> [Material supplied]
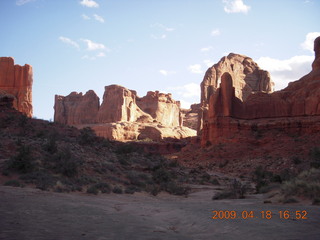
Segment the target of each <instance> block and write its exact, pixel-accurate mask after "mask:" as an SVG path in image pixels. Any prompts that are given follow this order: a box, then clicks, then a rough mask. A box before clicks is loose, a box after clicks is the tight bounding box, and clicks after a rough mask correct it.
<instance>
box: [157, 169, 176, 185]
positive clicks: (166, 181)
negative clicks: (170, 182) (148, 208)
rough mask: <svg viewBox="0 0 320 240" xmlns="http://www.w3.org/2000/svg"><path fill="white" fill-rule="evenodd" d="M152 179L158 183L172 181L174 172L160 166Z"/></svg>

> [Exercise prompt] An exact copy of each entry is required, minus the pictures.

> [Output for this task]
Segment the target of each <instance> block and write its exact, pixel-accurate mask after "mask:" as an SVG path in image pixels. Any prompts that are given follow this order: a box, then clicks, then a rough mask. A box before clicks is loose, a box after clicks is the tight bounding box, and clicks after a rough mask correct it.
<instance>
box: [157, 169, 176, 185]
positive clicks: (166, 181)
negative clicks: (170, 182) (148, 208)
rough mask: <svg viewBox="0 0 320 240" xmlns="http://www.w3.org/2000/svg"><path fill="white" fill-rule="evenodd" d="M152 179L158 183L172 181L174 172L160 166Z"/></svg>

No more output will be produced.